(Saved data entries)
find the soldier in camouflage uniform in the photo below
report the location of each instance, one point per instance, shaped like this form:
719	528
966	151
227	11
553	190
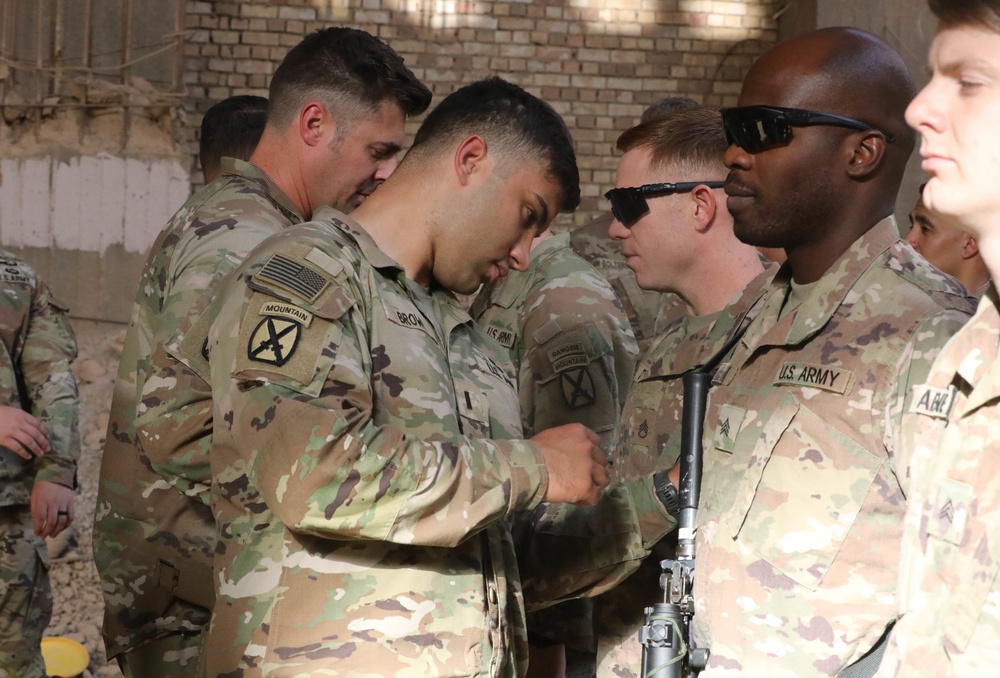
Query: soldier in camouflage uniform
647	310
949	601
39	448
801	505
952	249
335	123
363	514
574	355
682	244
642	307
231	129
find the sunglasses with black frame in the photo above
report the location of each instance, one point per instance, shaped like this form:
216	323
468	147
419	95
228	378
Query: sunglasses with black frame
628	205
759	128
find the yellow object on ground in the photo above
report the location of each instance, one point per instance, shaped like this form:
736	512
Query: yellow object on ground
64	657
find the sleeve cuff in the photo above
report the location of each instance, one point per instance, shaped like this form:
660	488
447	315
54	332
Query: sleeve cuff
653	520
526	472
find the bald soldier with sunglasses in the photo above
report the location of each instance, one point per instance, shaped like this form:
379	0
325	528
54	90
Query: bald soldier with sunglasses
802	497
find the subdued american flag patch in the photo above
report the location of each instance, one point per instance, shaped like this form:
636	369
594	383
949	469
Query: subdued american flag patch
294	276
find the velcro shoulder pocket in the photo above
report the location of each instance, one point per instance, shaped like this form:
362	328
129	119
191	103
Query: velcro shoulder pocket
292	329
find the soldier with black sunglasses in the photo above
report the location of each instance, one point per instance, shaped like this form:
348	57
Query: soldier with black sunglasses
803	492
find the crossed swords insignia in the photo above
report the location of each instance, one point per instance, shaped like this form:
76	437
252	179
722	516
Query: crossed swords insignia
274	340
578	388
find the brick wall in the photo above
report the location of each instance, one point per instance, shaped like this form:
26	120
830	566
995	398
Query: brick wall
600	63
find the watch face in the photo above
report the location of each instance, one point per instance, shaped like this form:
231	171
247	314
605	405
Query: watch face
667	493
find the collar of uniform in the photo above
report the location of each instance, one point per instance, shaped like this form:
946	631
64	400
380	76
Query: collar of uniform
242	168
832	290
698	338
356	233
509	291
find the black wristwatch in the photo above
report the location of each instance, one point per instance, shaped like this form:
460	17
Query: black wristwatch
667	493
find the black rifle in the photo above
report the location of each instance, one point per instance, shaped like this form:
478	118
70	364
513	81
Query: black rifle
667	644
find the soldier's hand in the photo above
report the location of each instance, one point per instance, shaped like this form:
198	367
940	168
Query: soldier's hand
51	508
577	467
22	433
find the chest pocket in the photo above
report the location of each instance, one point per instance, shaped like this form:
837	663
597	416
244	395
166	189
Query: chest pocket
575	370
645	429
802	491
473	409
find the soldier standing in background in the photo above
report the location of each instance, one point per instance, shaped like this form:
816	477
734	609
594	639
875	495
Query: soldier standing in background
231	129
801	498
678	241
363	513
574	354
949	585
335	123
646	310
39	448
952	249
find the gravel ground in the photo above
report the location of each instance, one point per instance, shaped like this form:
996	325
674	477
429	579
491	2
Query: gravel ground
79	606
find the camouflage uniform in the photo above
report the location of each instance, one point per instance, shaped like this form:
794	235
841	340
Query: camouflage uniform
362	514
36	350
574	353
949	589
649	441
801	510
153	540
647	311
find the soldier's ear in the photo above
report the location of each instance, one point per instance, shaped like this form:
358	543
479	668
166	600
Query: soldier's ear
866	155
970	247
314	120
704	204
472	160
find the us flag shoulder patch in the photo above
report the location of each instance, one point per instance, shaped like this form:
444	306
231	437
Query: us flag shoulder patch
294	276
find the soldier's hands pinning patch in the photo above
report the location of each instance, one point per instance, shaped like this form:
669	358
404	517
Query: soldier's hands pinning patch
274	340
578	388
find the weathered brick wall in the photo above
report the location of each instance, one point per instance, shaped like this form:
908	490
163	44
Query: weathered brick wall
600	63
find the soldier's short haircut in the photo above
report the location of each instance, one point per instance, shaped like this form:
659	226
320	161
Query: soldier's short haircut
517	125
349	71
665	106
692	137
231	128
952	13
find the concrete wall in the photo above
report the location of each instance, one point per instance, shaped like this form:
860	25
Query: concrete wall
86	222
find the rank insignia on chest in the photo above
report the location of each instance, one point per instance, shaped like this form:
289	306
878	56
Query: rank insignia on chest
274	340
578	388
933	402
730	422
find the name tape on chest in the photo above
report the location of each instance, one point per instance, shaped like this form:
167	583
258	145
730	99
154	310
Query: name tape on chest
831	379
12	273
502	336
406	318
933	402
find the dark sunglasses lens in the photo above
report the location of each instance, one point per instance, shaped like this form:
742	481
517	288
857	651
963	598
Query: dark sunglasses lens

* _EXERCISE GOAL_:
Without including any pictures, reproduce the listing exactly.

* _SOLVED PROBLEM_:
find the soldier in camouflage uniform in the photo below
report the location of each instance, one point per instance, shaped like this form:
719	528
966	151
227	11
553	190
Query: soldier in camouflage uniform
647	310
949	601
39	448
801	505
952	249
335	123
363	514
574	355
682	244
642	307
231	129
find the sunglasses with black frame in the photo above
report the location of each instance, one point per instance, shaped like this form:
216	323
468	147
419	95
228	378
Query: sunglasses with black frame
628	205
759	128
find the yellow object on ground in the photo above
report the location of each instance, one point per instance, shaped like this form:
736	512
Query: yellow object on ground
64	657
find the sleeve cuff in the photo above
report the location of each instance, one point per instance, shaped like this form:
660	488
447	315
54	332
Query: sleeve cuff
653	520
526	472
find the bald soldier with sunglasses in the photo above
report the location of each instance, one point per instance, shaped like this form:
379	0
325	528
54	90
Query: bald soldier with sunglasses
802	497
find the subdued american flag patch in the photo above
report the location of each instance, one point per instance, shaped like this form:
636	369
594	383
949	469
Query: subdued american flag patch
294	276
find the velcro shoulder pocket in the photo above
report the location of each instance, one point per instance, shaped like this form:
362	328
129	119
191	103
Query: velcro shoulder pocket
292	329
find the soldier with black sunglasses in the photo above
report the location of each instance, one point per instance, shaped like this form:
348	57
Query: soldier with black sunglasses
803	492
find the crossed swords insignia in the photo above
report the location of each instance, one point per instance, shaped like this form:
76	437
252	179
722	516
Query: crossed swords insignia
274	340
578	388
find the brick wall in the photo above
report the location of each instance, one point per instance, shaped like this form:
26	120
830	566
995	398
Query: brick wall
600	63
find the watch face in the photo above
report the location of each instance, one point per instance, shaped like this form:
231	171
247	314
605	405
Query: watch face
667	493
find the collar of uniform in the photo above
report the location of each instance, one point per instance, shaped like this form:
946	631
64	400
380	76
Query: collar of uniform
242	168
832	290
698	338
356	233
509	291
find the black wristwatch in the photo above
report the location of each instance, one point per instance, shaped like this form:
460	17
Query: black wristwatch
667	493
find the black rifle in the photo above
report the location of each instance, one point per instance, shaped like this form:
478	118
70	364
513	81
Query: black rifle
667	644
find the soldier's hand in the photo above
report the location of each instance, one point per instance, shaped like this form:
198	367
940	168
Query: soldier's hand
51	508
577	467
22	433
find the chest pocket in the photo above
report the location of each instance, one point per instance, shaped like this form:
837	663
597	416
244	395
166	189
Query: chest pocket
575	370
645	429
802	491
473	409
find the soldier standing in background in the photo above
report the location of each instance, one point per instance, shaped like this form:
816	477
734	609
594	639
875	495
Query: soldier standing in background
231	129
801	498
678	241
363	513
574	354
949	585
335	123
646	310
39	448
952	249
find the gravel ground in the photo above
report the location of each instance, one point per instance, shaped like this form:
996	325
674	477
429	579
491	2
Query: gravel ground
79	606
find the camouflage uniform in the photo above
report the location of each instance, one point per instance, shaped like this form:
794	235
841	340
Query: camouflage uniform
362	514
36	350
574	353
949	589
649	441
801	510
153	540
647	311
find the soldier's ear in the photo above
report the location of each instance, one point per instance, shaped like this form:
358	543
479	668
166	600
Query: soldier's ear
866	155
970	247
314	120
704	204
472	160
find the us flag shoulder patch in the photo above
report the location of each instance, one point per instance, shaped like this form:
444	306
231	437
Query: us flag shoulder patch
294	276
find the soldier's hands pinning patch in the photo above
report the location of each instance, one point per instance, shaped like this form:
669	358
404	517
Query: soldier's hands pinning patch
274	340
578	388
find the weathered brick wall in the photo above
report the location of each instance, one point per instance, shaped like this form:
908	490
163	44
Query: weathered brick wall
600	63
find the soldier's short haircut in the photo above
report the location of each instance, one point per instance, shaped like this form:
659	226
320	161
Query: soldier's short haircut
517	125
349	71
665	106
692	137
231	128
952	13
find the concrete wall in the photo above
report the location of each instance, one point per instance, shaped like this form:
860	25
Query: concrete wall
86	222
find the rank insignia on chest in the photo above
report the location of each instance, one point per instance, shaped like this form:
289	306
878	56
Query: rank insignia on chest
274	340
578	388
933	402
730	422
find the name tape on chest in the photo above
report the location of each instance, one point per instance, shaped like this form:
167	583
258	145
730	99
154	310
Query: name tape on chest
831	379
12	273
502	336
406	318
933	402
find the dark sunglasses lens in the photo above
report the location of each instance, one point per instance, shaped like this form:
742	481
517	288
857	651
963	598
Query: dark sunglasses lens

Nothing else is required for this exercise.